What you need to do:
Return, character for character, the lines from the one bearing "Where can the hardwood" through the end of the material. Omit everything before that line.

Information given:
- - - - - - -

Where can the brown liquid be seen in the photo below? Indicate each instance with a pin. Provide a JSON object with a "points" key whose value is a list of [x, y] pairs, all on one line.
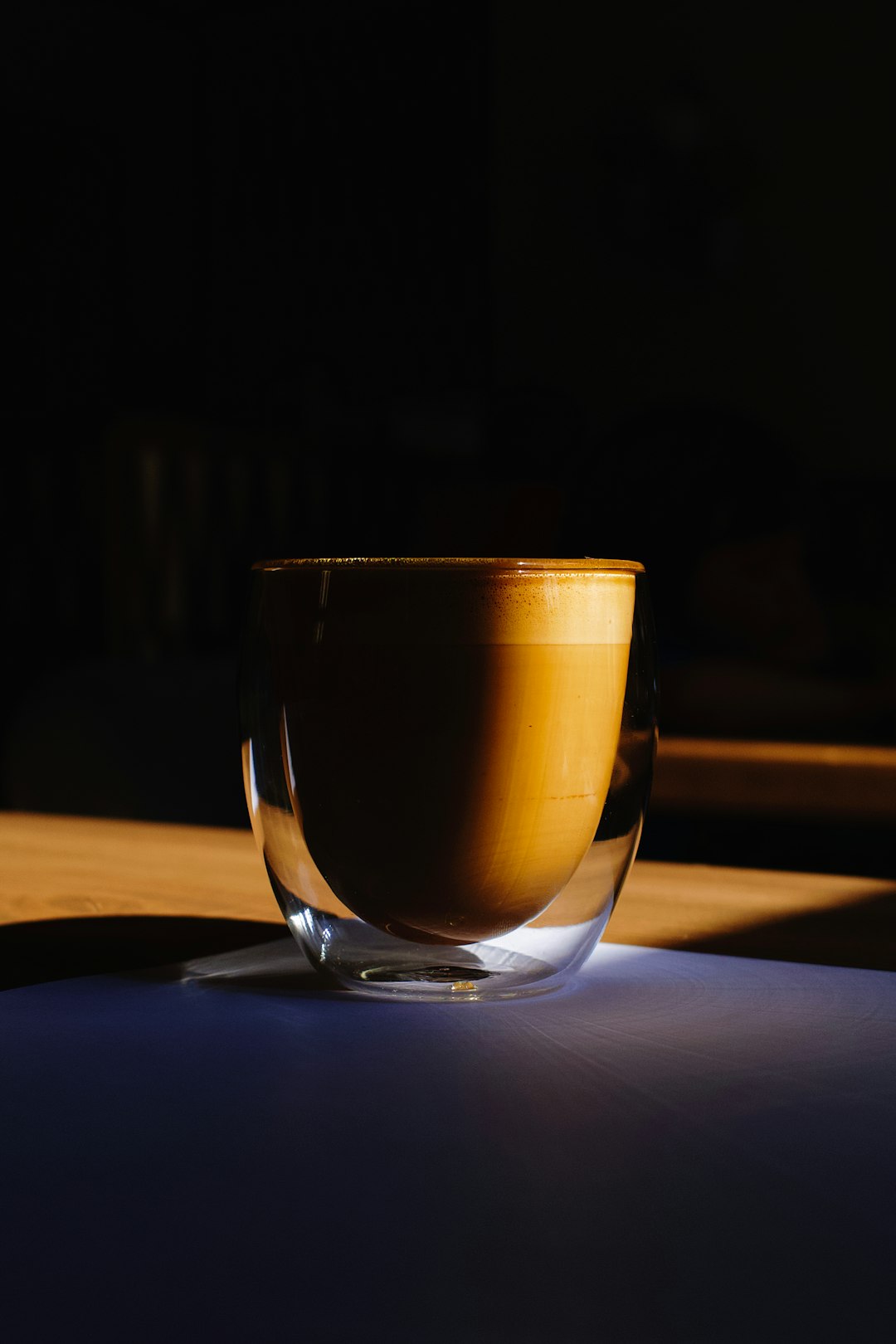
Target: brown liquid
{"points": [[446, 789]]}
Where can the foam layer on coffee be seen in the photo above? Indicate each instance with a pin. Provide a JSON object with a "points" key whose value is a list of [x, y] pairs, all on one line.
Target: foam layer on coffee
{"points": [[558, 608], [455, 605]]}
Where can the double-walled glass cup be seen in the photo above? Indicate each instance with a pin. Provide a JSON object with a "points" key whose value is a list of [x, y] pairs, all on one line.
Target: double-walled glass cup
{"points": [[448, 762]]}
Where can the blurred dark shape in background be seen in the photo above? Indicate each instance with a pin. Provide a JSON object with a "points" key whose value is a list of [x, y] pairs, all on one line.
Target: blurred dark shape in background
{"points": [[469, 279]]}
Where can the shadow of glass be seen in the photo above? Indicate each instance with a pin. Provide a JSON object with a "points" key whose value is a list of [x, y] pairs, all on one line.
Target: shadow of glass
{"points": [[860, 934], [61, 949]]}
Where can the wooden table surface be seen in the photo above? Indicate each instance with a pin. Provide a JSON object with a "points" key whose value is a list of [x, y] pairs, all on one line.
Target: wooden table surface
{"points": [[73, 890]]}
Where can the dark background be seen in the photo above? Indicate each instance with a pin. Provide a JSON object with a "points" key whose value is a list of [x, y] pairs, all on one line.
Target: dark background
{"points": [[497, 279]]}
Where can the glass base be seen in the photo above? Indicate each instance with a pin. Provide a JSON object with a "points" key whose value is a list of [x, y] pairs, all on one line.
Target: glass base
{"points": [[377, 965]]}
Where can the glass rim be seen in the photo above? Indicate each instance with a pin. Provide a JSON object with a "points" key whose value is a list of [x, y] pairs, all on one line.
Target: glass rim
{"points": [[511, 565]]}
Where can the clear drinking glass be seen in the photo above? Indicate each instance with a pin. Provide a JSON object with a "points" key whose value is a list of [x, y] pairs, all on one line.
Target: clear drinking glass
{"points": [[448, 762]]}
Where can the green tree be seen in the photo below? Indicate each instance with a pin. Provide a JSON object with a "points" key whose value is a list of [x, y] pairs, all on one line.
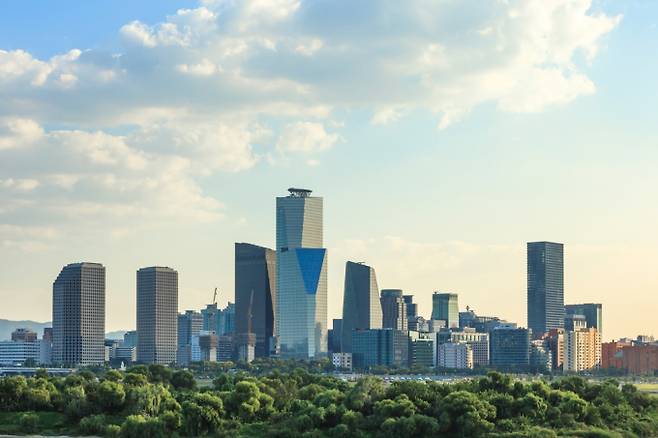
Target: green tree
{"points": [[202, 414]]}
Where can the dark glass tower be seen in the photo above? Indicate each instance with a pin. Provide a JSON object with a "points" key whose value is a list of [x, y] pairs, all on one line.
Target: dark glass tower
{"points": [[255, 295], [545, 287], [361, 306], [79, 315]]}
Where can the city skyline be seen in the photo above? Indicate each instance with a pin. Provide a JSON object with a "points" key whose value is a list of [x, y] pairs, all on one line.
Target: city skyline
{"points": [[435, 182]]}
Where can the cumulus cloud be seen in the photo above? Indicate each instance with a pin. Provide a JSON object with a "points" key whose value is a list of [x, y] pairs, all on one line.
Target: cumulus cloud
{"points": [[205, 88], [305, 137]]}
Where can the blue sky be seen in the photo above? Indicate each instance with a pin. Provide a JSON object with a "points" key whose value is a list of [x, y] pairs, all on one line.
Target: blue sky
{"points": [[443, 135]]}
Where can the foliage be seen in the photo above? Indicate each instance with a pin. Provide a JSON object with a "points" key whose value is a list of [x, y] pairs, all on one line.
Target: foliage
{"points": [[156, 401]]}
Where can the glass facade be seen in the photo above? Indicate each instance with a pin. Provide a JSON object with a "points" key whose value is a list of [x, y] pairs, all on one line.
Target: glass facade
{"points": [[301, 303], [79, 315], [157, 315], [255, 294], [545, 287], [445, 307], [361, 306]]}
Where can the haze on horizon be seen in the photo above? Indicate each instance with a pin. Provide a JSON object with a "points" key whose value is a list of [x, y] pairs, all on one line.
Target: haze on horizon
{"points": [[442, 134]]}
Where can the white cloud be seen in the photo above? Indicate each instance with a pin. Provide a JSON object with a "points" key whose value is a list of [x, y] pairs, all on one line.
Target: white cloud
{"points": [[205, 89], [305, 137]]}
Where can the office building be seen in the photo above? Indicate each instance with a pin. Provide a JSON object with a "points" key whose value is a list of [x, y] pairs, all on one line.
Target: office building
{"points": [[582, 350], [301, 310], [79, 315], [446, 307], [190, 325], [545, 287], [334, 335], [479, 343], [342, 361], [554, 341], [255, 299], [23, 335], [593, 313], [454, 355], [157, 315], [509, 347], [412, 310], [573, 322], [361, 306], [130, 339], [421, 350], [18, 353], [540, 356], [379, 347], [394, 311]]}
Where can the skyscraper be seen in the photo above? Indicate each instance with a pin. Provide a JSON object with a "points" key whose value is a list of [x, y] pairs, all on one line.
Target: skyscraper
{"points": [[157, 314], [446, 307], [394, 310], [190, 325], [361, 306], [79, 315], [255, 296], [545, 287], [301, 309], [593, 313]]}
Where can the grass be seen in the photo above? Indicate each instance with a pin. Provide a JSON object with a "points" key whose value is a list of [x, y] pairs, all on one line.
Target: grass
{"points": [[647, 387], [50, 423]]}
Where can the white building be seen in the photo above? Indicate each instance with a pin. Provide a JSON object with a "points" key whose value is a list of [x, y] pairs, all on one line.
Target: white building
{"points": [[582, 350], [342, 360], [458, 355], [17, 353]]}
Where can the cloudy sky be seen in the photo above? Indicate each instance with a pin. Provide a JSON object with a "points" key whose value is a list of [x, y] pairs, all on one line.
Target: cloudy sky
{"points": [[443, 135]]}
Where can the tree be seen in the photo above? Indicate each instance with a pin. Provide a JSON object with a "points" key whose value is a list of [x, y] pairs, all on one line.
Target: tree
{"points": [[183, 380], [202, 414], [111, 396]]}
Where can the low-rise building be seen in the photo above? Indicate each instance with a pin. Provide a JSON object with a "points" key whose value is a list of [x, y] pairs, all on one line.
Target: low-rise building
{"points": [[455, 355]]}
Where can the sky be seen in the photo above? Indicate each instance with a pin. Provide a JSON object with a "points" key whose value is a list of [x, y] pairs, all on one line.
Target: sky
{"points": [[442, 134]]}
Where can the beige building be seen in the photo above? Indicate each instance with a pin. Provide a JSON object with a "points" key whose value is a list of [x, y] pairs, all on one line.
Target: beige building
{"points": [[582, 350]]}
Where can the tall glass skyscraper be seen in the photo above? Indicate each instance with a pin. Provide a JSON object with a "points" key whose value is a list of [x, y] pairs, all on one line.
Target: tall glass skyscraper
{"points": [[79, 315], [446, 307], [545, 287], [361, 306], [157, 315], [255, 295], [301, 313]]}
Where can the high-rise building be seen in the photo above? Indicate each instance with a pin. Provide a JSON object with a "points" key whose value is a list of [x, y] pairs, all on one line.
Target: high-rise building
{"points": [[361, 306], [394, 311], [79, 315], [446, 307], [545, 287], [412, 311], [157, 315], [479, 342], [190, 325], [454, 355], [593, 313], [23, 335], [301, 310], [387, 347], [255, 298], [334, 334], [510, 347], [582, 350]]}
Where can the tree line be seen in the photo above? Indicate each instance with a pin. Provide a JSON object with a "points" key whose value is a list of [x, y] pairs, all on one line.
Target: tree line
{"points": [[156, 401]]}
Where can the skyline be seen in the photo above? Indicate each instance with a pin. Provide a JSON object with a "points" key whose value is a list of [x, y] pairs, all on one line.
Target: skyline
{"points": [[87, 171]]}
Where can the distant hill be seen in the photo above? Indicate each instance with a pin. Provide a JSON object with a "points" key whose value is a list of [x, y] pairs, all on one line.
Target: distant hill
{"points": [[7, 326]]}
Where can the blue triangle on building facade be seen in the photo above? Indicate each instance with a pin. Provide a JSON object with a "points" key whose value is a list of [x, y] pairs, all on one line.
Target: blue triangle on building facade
{"points": [[310, 264]]}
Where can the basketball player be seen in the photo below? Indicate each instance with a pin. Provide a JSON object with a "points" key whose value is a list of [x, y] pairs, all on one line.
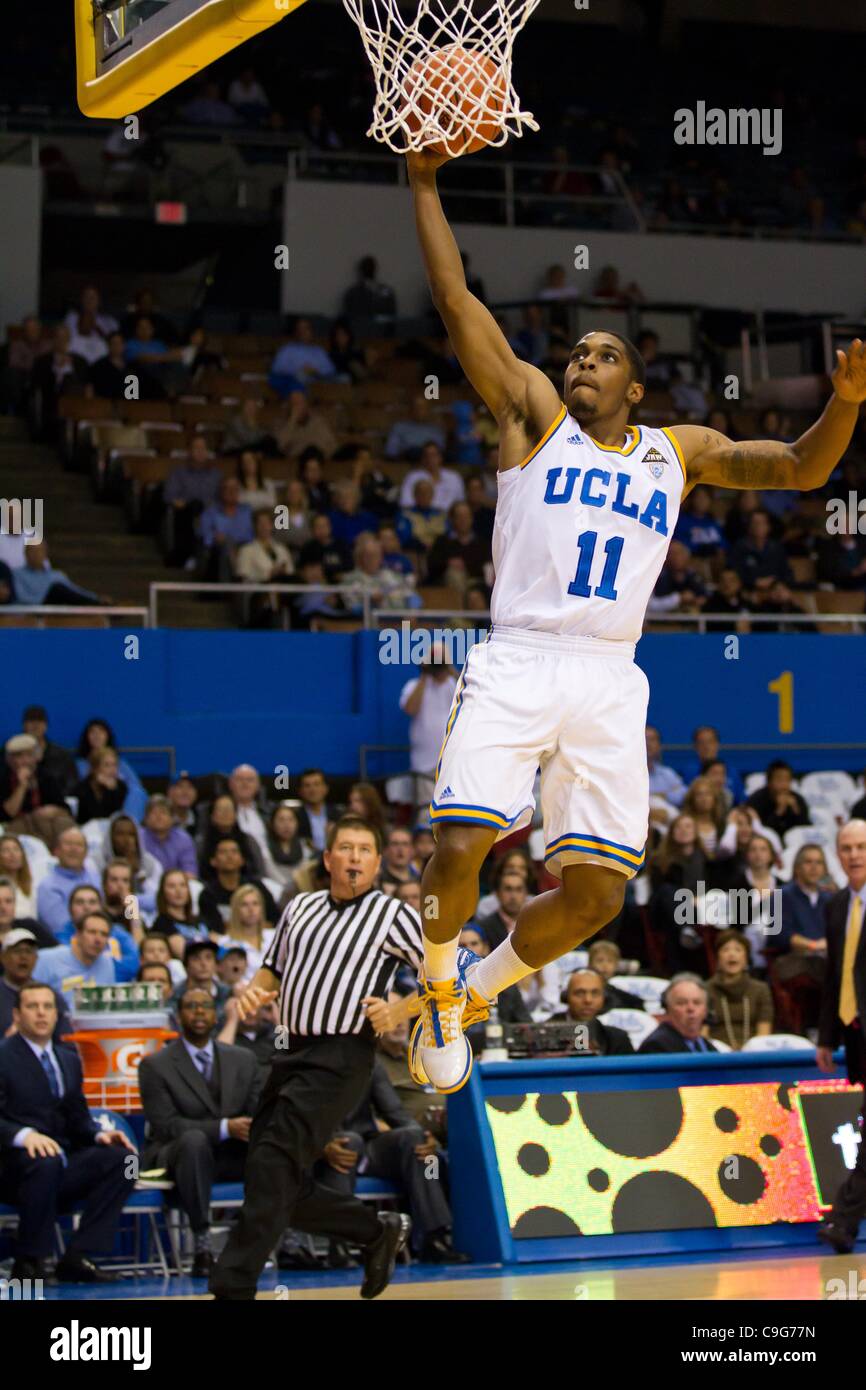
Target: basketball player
{"points": [[587, 508]]}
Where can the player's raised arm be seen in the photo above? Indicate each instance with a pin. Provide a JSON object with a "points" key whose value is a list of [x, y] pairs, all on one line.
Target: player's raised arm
{"points": [[512, 388], [766, 463]]}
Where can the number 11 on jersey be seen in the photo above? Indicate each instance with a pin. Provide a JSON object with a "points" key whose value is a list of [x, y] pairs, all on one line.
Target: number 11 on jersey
{"points": [[580, 584]]}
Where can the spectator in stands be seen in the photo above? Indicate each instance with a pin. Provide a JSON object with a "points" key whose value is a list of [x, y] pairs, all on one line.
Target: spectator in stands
{"points": [[121, 944], [679, 587], [369, 303], [740, 1008], [676, 869], [841, 560], [54, 1154], [705, 741], [459, 553], [663, 781], [729, 598], [224, 526], [371, 578], [448, 485], [86, 959], [804, 922], [56, 373], [15, 868], [348, 356], [182, 795], [246, 430], [103, 791], [777, 805], [189, 488], [200, 965], [223, 876], [248, 97], [584, 1000], [407, 438], [427, 699], [316, 812], [310, 471], [758, 559], [708, 808], [171, 847], [91, 309], [31, 799], [207, 107], [285, 848], [177, 919], [70, 872], [11, 922], [199, 1098], [685, 1008], [39, 583], [324, 548], [303, 427], [299, 362], [54, 761], [396, 861], [697, 527], [248, 926], [18, 955]]}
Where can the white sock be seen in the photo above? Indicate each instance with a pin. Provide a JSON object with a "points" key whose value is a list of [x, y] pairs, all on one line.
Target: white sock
{"points": [[502, 968], [441, 958]]}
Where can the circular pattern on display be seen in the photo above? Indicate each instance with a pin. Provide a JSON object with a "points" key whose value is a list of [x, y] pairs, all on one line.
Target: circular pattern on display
{"points": [[534, 1159], [641, 1123], [726, 1119], [506, 1102], [553, 1109], [749, 1183], [541, 1222], [659, 1201]]}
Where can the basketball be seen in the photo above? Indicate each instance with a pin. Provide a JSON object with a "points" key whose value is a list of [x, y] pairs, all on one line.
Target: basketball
{"points": [[463, 92]]}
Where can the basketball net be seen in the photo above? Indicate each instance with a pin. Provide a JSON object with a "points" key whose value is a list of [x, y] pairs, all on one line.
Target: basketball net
{"points": [[413, 106]]}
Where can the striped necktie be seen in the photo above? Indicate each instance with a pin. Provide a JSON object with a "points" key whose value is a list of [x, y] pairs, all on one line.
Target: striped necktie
{"points": [[848, 1001]]}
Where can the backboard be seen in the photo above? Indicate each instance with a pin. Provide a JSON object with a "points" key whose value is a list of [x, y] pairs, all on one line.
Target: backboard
{"points": [[132, 52]]}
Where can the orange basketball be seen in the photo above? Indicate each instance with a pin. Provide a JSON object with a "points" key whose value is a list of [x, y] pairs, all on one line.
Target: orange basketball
{"points": [[463, 92]]}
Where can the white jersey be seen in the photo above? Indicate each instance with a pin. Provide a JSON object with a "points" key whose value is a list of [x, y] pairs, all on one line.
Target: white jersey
{"points": [[581, 531]]}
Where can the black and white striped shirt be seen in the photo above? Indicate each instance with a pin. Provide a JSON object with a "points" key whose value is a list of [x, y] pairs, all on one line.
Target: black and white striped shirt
{"points": [[330, 955]]}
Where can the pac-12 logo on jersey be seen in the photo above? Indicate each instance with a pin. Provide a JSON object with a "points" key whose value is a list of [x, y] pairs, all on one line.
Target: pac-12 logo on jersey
{"points": [[655, 462]]}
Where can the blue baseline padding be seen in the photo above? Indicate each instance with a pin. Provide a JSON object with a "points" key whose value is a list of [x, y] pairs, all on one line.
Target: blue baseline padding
{"points": [[481, 1225], [300, 698]]}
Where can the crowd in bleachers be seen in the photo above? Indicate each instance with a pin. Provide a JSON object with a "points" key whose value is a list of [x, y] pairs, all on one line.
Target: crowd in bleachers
{"points": [[369, 462]]}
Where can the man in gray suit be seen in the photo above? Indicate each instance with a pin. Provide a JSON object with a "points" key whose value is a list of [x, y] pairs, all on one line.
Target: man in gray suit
{"points": [[199, 1098]]}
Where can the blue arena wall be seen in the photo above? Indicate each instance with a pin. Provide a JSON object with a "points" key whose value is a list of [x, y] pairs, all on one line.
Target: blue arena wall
{"points": [[296, 698]]}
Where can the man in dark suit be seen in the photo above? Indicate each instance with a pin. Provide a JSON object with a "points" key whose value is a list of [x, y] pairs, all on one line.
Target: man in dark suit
{"points": [[584, 1000], [684, 1002], [52, 1154], [405, 1154], [843, 1018], [199, 1098]]}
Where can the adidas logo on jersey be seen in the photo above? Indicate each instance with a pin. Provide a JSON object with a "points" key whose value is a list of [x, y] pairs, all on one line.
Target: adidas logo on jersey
{"points": [[655, 462]]}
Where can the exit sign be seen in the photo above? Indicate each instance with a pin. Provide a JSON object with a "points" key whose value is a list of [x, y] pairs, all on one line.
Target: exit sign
{"points": [[171, 213]]}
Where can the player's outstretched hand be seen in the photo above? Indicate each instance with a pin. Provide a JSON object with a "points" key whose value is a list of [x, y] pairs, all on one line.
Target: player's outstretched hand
{"points": [[850, 375], [252, 1000], [424, 161]]}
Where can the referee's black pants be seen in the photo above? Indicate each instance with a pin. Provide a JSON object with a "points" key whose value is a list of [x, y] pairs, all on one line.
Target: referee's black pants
{"points": [[307, 1094]]}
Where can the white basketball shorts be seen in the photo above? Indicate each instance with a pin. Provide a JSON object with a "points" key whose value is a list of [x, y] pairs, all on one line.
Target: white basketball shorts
{"points": [[577, 709]]}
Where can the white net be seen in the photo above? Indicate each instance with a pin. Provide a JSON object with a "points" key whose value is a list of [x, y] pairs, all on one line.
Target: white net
{"points": [[444, 74]]}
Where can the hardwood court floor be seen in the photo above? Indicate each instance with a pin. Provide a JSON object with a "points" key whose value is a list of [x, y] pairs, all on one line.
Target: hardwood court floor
{"points": [[795, 1276]]}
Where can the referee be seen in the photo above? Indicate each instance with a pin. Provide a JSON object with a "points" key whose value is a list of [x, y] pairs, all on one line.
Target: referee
{"points": [[330, 954]]}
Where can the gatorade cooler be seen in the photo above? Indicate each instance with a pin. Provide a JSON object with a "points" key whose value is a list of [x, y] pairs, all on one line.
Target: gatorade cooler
{"points": [[110, 1047]]}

- - - - - - -

Complete response:
Where can the hardwood court floor be seen in the photo above? Indicate each instance with a pin. Provide a JSON object with a "points" key whose value is a list of [x, y] pairs, all on one line.
Target: hardwood court floor
{"points": [[795, 1276]]}
Where can the referee be seen in the photo above? Indicate each instance with a pin. Provide a JSON object with a "points" key whose value is a list of [x, y] pairs, all on one line.
Target: referee
{"points": [[330, 954]]}
Where can the gatorade cooler be seen in the photo above? Indicate each instance with a pin. Provide a JSON object with a "points" key whose value is a list of [x, y] pairs, all on one line.
Target: gatorade cooler
{"points": [[110, 1047]]}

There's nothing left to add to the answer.